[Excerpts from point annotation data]
^^^^^^^^^^^^^^^^

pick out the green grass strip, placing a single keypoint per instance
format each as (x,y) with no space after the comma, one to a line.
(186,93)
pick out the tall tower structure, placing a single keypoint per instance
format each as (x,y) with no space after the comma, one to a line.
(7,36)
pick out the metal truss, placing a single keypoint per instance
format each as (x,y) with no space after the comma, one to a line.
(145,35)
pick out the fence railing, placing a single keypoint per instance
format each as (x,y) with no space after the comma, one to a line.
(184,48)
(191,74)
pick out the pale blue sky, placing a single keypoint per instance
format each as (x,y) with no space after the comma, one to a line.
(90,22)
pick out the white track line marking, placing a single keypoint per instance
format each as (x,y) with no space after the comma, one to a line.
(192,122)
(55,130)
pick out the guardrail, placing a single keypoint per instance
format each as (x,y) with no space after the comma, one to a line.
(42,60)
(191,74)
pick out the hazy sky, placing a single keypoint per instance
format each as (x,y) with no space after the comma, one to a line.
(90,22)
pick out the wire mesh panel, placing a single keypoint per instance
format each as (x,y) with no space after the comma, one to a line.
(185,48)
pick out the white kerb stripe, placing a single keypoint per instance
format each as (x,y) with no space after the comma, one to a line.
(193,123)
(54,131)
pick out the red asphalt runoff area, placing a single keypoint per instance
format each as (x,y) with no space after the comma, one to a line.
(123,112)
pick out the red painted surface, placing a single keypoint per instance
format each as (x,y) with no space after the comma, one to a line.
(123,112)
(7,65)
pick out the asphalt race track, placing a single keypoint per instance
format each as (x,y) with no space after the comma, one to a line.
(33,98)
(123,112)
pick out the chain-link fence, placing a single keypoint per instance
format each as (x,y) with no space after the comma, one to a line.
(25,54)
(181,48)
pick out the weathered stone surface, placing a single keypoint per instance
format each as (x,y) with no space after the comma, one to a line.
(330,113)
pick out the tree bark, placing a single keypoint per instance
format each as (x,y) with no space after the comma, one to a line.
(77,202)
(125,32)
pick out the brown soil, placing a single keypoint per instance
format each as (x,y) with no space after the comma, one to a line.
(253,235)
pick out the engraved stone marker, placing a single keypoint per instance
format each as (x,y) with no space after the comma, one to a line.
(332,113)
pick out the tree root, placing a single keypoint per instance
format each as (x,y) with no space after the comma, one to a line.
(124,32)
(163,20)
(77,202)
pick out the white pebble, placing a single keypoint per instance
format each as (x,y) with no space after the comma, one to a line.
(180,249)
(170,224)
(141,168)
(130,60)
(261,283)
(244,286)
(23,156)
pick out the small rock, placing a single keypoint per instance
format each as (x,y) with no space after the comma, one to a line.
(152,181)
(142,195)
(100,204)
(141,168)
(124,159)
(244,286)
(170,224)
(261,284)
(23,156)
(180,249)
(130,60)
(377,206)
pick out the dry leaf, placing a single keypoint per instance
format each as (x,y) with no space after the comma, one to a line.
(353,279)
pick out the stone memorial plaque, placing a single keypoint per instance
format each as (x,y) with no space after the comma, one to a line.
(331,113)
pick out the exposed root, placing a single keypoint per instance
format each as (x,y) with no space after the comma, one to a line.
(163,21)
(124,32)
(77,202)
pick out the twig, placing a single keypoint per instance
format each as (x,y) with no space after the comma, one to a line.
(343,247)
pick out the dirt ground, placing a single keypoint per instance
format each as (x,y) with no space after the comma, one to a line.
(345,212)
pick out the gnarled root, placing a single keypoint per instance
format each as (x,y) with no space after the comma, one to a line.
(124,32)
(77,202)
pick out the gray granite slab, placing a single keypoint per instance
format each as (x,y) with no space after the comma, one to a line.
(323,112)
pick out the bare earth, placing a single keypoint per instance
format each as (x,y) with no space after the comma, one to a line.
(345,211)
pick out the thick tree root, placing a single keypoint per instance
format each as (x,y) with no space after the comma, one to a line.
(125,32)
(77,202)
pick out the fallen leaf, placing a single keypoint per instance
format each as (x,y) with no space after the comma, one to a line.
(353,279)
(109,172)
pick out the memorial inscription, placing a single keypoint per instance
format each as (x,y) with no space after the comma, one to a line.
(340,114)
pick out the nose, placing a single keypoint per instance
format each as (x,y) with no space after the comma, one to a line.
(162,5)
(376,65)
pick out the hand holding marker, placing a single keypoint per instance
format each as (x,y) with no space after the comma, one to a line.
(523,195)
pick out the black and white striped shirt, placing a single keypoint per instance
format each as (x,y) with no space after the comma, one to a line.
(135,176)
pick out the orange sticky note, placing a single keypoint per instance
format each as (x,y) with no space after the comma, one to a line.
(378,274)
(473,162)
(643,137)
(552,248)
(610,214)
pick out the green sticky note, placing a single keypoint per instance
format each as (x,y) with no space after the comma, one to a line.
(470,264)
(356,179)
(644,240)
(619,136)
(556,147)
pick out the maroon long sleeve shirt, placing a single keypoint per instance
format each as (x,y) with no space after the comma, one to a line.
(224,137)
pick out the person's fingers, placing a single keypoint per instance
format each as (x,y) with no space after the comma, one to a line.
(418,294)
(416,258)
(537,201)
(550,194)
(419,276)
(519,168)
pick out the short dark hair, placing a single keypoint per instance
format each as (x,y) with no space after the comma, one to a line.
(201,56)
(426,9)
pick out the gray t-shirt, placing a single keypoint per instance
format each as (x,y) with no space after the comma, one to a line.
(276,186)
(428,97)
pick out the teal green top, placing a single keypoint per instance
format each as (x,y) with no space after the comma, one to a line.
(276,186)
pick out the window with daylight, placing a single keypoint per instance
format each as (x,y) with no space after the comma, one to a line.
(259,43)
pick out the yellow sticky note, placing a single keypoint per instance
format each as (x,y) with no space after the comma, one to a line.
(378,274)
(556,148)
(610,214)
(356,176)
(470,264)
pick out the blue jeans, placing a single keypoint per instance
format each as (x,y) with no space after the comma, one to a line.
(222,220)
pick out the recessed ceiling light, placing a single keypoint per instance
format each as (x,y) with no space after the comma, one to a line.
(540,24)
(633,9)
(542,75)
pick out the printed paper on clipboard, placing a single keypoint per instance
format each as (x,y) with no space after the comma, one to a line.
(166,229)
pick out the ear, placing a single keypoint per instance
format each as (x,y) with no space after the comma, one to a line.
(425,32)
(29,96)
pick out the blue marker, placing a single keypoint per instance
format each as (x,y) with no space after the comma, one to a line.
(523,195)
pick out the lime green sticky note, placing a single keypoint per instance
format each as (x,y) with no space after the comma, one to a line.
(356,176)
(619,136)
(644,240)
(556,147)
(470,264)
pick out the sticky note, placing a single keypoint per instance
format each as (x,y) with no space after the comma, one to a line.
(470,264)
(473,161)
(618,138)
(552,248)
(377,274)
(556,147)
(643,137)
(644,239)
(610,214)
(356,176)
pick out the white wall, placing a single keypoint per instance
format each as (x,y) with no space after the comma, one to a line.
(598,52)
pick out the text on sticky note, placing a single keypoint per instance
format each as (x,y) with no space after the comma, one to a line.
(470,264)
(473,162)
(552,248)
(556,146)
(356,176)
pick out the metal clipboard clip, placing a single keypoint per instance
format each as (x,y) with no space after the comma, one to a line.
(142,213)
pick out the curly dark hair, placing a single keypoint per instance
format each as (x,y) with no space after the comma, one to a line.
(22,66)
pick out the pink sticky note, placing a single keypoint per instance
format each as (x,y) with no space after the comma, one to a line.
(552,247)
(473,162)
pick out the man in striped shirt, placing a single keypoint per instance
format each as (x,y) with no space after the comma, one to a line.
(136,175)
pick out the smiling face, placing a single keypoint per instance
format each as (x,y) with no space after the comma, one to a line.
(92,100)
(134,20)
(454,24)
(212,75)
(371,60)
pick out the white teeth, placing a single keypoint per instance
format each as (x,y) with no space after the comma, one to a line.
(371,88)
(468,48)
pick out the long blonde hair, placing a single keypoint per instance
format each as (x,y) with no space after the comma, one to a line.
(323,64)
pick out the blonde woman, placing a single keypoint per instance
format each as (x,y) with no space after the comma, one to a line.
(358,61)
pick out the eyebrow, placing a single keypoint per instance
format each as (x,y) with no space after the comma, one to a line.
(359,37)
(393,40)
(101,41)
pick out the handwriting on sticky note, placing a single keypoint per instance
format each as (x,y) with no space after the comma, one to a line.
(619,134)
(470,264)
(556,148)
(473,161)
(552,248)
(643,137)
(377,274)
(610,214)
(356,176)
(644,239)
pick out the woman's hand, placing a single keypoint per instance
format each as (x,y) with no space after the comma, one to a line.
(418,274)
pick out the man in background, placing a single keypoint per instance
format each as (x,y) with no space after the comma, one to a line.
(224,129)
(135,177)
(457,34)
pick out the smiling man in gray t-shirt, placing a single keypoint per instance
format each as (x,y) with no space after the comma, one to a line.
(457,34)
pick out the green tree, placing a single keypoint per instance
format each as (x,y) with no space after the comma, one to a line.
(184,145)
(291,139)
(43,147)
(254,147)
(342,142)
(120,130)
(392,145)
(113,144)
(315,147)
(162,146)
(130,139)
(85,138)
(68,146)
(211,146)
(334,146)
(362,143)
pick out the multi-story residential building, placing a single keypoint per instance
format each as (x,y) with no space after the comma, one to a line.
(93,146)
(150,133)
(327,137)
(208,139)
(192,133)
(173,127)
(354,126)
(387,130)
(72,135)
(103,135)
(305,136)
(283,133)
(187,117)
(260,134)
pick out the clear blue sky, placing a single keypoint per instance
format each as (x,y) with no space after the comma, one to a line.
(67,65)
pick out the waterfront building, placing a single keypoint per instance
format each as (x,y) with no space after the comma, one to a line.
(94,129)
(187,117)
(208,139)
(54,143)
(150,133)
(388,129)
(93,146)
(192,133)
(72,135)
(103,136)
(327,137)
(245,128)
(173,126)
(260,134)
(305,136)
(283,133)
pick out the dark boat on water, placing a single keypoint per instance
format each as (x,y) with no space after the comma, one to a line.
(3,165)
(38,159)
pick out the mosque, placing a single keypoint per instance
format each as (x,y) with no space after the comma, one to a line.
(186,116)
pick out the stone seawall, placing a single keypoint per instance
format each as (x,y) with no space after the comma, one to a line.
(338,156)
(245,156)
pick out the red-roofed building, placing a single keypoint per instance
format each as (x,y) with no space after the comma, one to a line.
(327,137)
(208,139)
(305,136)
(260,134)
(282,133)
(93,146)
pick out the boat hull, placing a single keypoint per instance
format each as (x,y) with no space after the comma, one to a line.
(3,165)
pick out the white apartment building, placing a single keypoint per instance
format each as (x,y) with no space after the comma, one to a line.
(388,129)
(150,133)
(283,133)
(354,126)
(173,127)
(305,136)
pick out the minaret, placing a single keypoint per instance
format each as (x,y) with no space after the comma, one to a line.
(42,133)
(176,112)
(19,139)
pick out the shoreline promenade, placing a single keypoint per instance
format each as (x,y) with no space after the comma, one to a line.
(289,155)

^^^^^^^^^^^^^^^^

### WRITTEN PROBLEM
Only the lines from the one containing "pick out the multi-story" to the end of the records should be repeated, exactly as they appear.

### SOLUTION BELOW
pick out the multi-story residential building, placing a single keypoint per instance
format each as (x,y) with no space after the comma, one to a line.
(93,146)
(150,133)
(327,137)
(208,139)
(192,133)
(173,127)
(354,126)
(387,130)
(72,135)
(103,135)
(305,136)
(283,133)
(187,117)
(260,134)
pick out the clear blue sky, placing a single keypoint per instance
format each as (x,y) with no space after the comma, one to a line.
(67,65)
pick out the waterfront building, placing a single keypoint per instance
format each as (x,y) with no space after the comma, one to a line.
(94,129)
(187,117)
(208,139)
(54,143)
(150,133)
(388,129)
(93,146)
(192,133)
(72,135)
(103,136)
(327,137)
(245,128)
(173,126)
(260,134)
(305,136)
(283,133)
pick out the dark boat on water, placing a single keypoint per instance
format each as (x,y) with no space after the comma, one to a line.
(3,165)
(38,159)
pick out the mosque, placing a single keypoint per instance
format each as (x,y) with no space after the comma, one to a line.
(186,116)
pick out the stone seawall, placing a single keypoint per instance
format each as (x,y) with no space after the comma, one to a line.
(338,156)
(245,156)
pick out the red-roofed building, placing a single keypoint per instance
format each as (x,y) with no space after the comma, one to a line.
(327,137)
(208,139)
(305,136)
(260,134)
(282,133)
(93,146)
pick out the boat hull, placing a single keypoint per instance
format each as (x,y) with no space after the comma, one to a line.
(3,165)
pick out the white apartment building, placing a single keypoint per instance
format each as (x,y) with no space after the comma, one to a line.
(388,129)
(150,133)
(283,133)
(354,126)
(173,127)
(305,136)
pick out the minaret, placing a single keypoint per instance
format each as (x,y) with no space after the comma, one to a line.
(42,133)
(176,112)
(19,139)
pick out the shoreline promenade, placing a single keypoint per instance
format each as (x,y) with no space after the comma, one to a line.
(289,155)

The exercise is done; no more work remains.